**Directions for this task:** Reproduce, character for character, the part of the listing that opens with its first line and closes with the line containing "M 251 176 L", including both of those lines.

════

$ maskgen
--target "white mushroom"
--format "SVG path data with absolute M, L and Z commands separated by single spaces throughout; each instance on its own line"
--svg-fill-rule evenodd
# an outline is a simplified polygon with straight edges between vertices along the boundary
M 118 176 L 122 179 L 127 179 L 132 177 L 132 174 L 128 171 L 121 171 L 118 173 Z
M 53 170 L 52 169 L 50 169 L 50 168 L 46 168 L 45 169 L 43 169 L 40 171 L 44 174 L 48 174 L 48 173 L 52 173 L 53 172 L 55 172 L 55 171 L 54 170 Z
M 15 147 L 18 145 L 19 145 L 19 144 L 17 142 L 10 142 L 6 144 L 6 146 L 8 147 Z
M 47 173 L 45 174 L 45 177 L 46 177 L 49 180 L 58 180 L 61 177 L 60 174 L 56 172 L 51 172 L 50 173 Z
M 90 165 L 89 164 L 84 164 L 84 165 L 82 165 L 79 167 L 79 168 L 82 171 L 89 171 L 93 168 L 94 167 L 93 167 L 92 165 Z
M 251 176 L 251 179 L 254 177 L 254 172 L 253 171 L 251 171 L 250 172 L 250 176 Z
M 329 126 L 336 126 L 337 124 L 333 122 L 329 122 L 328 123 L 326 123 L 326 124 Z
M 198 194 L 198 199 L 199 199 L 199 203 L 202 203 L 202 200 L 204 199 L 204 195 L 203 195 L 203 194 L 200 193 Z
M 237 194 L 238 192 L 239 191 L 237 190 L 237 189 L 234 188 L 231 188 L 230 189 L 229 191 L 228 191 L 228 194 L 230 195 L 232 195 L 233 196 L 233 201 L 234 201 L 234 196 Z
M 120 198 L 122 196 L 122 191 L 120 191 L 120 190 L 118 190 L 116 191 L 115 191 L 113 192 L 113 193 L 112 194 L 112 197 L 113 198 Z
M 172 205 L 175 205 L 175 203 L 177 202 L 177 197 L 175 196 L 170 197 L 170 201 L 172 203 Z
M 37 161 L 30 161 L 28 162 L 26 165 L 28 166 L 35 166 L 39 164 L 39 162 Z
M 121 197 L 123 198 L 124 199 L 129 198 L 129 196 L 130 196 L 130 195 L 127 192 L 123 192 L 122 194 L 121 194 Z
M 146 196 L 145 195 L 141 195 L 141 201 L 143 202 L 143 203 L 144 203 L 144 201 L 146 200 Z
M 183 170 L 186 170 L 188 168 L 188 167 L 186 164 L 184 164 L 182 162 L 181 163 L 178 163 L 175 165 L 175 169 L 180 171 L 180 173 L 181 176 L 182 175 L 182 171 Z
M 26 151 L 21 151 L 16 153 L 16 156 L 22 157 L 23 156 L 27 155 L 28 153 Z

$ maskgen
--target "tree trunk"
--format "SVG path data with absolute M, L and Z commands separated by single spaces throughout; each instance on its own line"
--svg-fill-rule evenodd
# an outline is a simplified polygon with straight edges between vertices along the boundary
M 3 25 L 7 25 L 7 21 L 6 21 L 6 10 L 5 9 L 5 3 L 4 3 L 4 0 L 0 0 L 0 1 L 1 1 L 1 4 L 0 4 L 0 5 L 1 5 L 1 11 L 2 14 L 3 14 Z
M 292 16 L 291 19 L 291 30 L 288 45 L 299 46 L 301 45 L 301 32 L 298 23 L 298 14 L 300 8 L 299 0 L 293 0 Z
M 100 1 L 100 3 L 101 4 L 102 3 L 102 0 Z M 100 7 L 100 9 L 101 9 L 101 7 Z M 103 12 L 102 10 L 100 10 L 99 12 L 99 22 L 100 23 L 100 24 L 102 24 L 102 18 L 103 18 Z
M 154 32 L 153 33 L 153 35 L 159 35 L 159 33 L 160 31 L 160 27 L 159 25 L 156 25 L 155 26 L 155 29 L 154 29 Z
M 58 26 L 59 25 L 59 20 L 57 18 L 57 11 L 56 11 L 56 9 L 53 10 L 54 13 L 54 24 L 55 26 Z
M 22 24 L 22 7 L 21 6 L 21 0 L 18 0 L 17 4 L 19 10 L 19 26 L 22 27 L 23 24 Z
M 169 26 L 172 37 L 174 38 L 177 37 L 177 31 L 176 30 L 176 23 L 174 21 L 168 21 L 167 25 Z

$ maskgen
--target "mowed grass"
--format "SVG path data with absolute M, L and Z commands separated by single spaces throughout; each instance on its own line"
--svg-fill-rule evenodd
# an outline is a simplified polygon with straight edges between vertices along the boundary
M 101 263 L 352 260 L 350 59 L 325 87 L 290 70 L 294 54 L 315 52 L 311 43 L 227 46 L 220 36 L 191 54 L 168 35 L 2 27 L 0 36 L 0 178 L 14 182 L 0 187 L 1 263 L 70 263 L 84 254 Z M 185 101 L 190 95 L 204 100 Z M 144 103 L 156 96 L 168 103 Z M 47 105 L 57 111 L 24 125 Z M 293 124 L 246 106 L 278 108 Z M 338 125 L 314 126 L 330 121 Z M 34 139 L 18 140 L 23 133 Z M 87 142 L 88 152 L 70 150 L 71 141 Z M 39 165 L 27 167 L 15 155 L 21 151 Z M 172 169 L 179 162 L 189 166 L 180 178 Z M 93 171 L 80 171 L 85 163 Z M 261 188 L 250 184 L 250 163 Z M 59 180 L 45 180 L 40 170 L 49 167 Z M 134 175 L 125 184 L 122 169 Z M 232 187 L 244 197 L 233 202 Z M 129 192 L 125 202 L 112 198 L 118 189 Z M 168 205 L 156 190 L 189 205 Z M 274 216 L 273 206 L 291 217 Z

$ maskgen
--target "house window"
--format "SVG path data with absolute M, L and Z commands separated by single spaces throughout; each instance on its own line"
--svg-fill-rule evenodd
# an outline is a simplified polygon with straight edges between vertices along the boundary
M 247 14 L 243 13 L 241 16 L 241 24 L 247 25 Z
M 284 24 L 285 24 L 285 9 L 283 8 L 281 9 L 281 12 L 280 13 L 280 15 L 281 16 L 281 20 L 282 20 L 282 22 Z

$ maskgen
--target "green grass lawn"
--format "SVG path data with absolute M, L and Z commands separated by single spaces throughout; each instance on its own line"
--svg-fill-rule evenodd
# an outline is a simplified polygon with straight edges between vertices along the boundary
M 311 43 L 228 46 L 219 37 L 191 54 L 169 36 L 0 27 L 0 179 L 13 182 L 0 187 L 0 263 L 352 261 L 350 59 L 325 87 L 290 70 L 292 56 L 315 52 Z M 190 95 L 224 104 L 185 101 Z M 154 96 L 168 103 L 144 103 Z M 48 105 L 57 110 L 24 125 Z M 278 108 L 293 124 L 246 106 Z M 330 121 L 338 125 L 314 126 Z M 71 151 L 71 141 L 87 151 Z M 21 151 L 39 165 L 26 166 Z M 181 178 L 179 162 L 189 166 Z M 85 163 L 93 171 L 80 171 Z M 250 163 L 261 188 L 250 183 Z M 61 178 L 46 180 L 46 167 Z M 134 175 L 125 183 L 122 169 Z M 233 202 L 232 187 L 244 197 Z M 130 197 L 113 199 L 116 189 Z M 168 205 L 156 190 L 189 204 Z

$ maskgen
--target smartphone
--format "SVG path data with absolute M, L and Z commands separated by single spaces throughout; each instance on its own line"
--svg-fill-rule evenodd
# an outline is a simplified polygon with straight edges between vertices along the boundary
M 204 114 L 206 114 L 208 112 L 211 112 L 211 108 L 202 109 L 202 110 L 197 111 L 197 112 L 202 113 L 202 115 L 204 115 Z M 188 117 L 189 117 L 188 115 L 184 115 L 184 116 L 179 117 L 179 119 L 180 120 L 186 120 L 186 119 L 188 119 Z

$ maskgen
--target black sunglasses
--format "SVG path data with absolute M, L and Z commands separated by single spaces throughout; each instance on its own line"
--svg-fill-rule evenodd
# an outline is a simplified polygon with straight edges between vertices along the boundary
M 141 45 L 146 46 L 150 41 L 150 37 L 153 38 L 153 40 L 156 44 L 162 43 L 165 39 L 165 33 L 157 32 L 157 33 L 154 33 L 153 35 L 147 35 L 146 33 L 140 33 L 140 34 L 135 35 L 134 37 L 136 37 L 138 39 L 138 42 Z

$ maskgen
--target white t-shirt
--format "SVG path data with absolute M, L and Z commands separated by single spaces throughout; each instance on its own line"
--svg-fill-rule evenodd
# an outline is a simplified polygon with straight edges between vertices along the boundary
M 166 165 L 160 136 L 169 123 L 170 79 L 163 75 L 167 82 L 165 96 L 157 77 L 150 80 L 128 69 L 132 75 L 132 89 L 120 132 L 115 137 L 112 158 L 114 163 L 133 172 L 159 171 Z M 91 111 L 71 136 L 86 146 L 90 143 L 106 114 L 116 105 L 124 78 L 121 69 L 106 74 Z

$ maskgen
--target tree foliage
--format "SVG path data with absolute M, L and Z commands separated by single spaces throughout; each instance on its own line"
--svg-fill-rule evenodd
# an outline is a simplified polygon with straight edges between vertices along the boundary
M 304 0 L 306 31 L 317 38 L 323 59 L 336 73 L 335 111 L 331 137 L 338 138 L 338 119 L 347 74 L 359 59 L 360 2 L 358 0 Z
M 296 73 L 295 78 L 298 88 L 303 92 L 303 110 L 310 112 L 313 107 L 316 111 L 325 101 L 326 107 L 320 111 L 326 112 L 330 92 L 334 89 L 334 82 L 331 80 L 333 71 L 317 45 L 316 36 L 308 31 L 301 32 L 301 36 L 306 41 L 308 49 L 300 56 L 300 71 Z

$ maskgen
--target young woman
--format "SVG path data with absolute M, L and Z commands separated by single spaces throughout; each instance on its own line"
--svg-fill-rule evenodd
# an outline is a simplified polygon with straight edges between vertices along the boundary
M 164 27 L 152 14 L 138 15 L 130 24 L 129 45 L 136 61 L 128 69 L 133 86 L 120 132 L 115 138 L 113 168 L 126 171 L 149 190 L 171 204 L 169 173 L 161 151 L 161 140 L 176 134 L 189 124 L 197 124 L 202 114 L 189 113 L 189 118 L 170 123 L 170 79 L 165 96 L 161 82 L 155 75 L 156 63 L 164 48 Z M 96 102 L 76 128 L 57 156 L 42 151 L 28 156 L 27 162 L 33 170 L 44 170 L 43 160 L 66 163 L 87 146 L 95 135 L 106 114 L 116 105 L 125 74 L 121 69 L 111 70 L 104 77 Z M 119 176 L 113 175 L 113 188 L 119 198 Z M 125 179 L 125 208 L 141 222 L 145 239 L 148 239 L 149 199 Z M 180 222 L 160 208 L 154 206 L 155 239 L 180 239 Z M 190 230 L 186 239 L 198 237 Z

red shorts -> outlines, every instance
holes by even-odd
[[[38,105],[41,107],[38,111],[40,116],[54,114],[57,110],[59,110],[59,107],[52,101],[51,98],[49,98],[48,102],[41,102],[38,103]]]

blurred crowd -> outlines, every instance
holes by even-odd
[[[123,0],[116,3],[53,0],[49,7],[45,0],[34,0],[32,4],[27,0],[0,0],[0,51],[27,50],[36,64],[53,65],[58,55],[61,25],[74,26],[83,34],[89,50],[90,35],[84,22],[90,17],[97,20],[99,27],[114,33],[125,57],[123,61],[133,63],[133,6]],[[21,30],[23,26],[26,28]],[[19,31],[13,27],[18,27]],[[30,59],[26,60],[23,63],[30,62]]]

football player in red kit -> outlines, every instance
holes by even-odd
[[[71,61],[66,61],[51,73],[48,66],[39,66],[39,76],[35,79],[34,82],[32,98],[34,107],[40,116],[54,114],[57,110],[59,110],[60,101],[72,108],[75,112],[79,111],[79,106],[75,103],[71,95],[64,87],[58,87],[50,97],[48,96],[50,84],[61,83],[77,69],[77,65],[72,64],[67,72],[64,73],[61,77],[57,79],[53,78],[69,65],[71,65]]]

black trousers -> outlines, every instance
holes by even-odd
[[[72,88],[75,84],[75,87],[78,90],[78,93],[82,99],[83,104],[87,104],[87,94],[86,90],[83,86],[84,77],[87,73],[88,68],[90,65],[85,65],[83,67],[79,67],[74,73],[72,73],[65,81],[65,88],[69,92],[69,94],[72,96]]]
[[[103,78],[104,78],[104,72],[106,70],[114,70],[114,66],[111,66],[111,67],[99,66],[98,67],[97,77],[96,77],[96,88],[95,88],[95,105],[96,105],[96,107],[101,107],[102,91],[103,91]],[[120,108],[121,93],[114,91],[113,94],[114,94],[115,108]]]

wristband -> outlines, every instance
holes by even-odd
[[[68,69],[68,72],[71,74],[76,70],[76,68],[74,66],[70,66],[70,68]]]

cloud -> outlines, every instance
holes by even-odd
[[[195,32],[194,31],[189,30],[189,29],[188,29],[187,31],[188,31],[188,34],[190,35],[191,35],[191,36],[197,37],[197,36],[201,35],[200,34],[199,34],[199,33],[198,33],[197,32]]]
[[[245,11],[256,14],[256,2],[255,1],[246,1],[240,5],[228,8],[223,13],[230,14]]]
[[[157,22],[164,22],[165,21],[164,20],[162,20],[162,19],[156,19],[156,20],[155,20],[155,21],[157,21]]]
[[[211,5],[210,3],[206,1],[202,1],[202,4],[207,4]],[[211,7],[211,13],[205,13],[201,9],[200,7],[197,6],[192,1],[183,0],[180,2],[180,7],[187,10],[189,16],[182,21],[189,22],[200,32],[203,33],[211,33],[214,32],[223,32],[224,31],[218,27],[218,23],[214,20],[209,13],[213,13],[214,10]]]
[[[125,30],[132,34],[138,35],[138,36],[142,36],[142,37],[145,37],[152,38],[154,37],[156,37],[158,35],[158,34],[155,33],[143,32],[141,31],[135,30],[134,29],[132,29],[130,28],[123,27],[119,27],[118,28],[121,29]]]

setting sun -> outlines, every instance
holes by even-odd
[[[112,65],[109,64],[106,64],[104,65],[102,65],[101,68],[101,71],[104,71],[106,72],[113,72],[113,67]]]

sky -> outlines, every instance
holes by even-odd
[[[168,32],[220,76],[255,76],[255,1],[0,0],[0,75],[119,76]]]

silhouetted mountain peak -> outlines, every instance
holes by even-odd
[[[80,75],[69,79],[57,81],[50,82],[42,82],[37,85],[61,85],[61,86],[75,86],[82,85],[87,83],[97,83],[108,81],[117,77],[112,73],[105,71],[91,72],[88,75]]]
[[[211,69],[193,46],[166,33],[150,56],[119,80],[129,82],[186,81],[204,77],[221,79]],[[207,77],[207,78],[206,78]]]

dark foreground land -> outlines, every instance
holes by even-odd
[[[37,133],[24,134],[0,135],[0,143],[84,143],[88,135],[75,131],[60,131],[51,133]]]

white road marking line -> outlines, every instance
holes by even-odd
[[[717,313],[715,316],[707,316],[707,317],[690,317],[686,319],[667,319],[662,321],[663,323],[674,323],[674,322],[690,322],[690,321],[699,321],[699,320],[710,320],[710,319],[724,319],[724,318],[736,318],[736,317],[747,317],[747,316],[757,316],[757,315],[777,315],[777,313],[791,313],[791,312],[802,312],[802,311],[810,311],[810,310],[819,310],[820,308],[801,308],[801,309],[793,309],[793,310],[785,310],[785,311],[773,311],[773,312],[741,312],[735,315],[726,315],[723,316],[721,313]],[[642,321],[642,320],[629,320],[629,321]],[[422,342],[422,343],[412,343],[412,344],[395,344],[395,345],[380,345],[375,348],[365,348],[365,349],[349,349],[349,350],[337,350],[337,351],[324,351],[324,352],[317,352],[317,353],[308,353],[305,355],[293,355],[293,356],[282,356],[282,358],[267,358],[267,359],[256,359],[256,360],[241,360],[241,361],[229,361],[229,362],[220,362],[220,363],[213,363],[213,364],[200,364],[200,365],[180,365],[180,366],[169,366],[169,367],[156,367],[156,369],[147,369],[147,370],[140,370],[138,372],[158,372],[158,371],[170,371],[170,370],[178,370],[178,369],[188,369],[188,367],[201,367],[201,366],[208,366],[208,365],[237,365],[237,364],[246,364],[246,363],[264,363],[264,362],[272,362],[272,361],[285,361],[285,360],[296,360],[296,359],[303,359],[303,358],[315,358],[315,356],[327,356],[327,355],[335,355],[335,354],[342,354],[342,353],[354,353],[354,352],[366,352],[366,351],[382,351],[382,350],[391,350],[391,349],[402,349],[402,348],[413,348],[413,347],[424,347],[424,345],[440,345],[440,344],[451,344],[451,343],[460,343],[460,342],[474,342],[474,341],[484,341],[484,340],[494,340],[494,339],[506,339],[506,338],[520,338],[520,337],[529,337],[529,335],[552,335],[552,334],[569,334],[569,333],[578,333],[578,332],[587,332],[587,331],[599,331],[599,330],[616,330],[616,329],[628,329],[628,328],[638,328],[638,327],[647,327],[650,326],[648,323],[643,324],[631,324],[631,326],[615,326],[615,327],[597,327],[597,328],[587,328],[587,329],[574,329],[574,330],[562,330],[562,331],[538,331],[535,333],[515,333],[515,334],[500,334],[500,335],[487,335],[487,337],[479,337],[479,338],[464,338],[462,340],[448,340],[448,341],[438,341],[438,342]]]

════

**Finished exercise:**
$ maskgen
--target "white mushroom"
--format "SVG path data with absolute M, L and Z commands separated by single spaces throughout; each instance on its own line"
--svg-fill-rule evenodd
# an outline is a simplified polygon with straight edges between vertices along the boundary
M 118 176 L 122 179 L 127 179 L 132 177 L 132 174 L 128 171 L 121 171 L 118 173 Z
M 53 170 L 52 169 L 50 169 L 50 168 L 46 168 L 45 169 L 43 169 L 40 171 L 44 174 L 48 174 L 48 173 L 52 173 L 53 172 L 55 172 L 55 171 L 54 170 Z
M 15 147 L 18 145 L 19 145 L 19 144 L 17 142 L 10 142 L 6 144 L 6 146 L 8 147 Z
M 47 173 L 45 174 L 45 177 L 46 177 L 49 180 L 58 180 L 61 177 L 60 174 L 56 172 L 51 172 L 50 173 Z
M 90 165 L 89 164 L 84 164 L 84 165 L 82 165 L 79 167 L 79 168 L 82 171 L 89 171 L 93 168 L 94 167 L 93 167 L 92 165 Z
M 251 176 L 251 179 L 254 177 L 254 172 L 253 171 L 251 171 L 250 172 L 250 176 Z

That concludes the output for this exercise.